I have offered to conduct a basic underwriting study of this kind, focused on an underwriting analysis (rather than combining this analysis with actuarial input) but I have not as yet been engaged by anyone to do so.
What we really need is a thoroughgoing protective value study, merging the knowledge of a pharmacology-competent veteran underwriter and an actuary who can put credible numerical values on the impact of Rx profiles.
How should such a study be done without elaborate actuarial ROI analysis?
In my view, it would be done as follows:
- A significant batch of consecutive cases on which an Rx profile was obtained that contained Rx information would be collected.
- Rx profile information would then be compared to what else is known from all other information gathered to make the underwriting decision.
- This analysis would not be concerned with whether or not the underwriter of record actually used the Rx information (as it is inferred that many of the ways in which the profile would be an asset in risk analysis would not yet be appreciated by an underwriter).
- The analyst would estimate the magnitude of the impact in each instance where he believed the Rx profile added value, documenting the nature of that value and the degree it could have influenced the underwriting decision.

[Records from a collection]
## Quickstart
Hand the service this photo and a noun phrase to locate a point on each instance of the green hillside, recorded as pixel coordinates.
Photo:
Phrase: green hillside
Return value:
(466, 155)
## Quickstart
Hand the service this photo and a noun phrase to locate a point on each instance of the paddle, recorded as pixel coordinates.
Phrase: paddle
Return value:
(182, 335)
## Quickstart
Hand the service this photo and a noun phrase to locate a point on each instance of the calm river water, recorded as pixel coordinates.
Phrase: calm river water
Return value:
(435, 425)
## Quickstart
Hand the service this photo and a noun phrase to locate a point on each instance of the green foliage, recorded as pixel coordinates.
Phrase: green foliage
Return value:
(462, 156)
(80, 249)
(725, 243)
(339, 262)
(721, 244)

[Questions on the material]
A – From the underwriting study text, transcribe everything from "In my view, it" down to "make the underwriting decision.".
B – List, in order, each step of the proposed study given as a bulleted point in the underwriting study text, one short line per step.

[Answers by task]
A –
In my view, it would be done as follows:
- A significant batch of consecutive cases on which an Rx profile was obtained that contained Rx information would be collected.
- Rx profile information would then be compared to what else is known from all other information gathered to make the underwriting decision.

B –
1. Collect a significant batch of consecutive cases where an Rx profile containing Rx information was obtained.
2. Compare the Rx profile information with everything else gathered to make the underwriting decision.
3. Disregard whether the underwriter of record actually used the Rx information.
4. Estimate the magnitude of impact wherever the Rx profile added value, documenting the nature of that value and how much it could have influenced the underwriting decision.